● **WHAT YOU HAVE TO DO**
Repeat the listing exactly as given, omitting every image.

● **RECORDS TO USE**
= = = = = = =
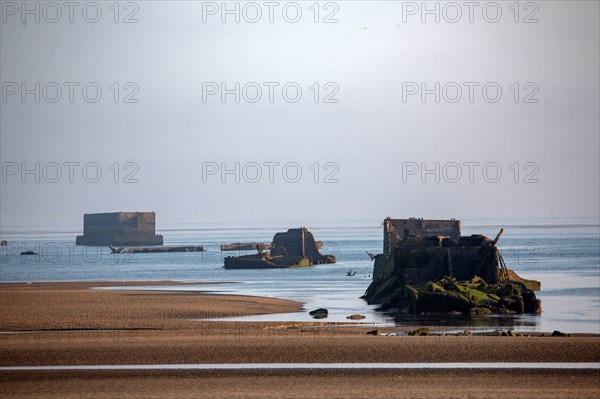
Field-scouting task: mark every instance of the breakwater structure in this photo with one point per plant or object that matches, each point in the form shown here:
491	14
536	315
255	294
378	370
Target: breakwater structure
293	248
119	228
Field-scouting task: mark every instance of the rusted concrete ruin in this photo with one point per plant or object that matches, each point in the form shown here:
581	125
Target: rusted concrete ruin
= = = = = = =
● **RESPONSE TO THIS EXERCISE**
Field-scouting task: mark every instance of the breakwater structure in this photo with one point per plant or object that matches, each point in the form shown here:
491	14
536	315
255	294
378	370
Target: breakwater structure
293	248
119	228
Field-scouting task: mark every instance of the rusted concrete ruin in this photo with one point per plant or object that matches, each point in the form shown here:
581	125
Target: rusted concrete ruin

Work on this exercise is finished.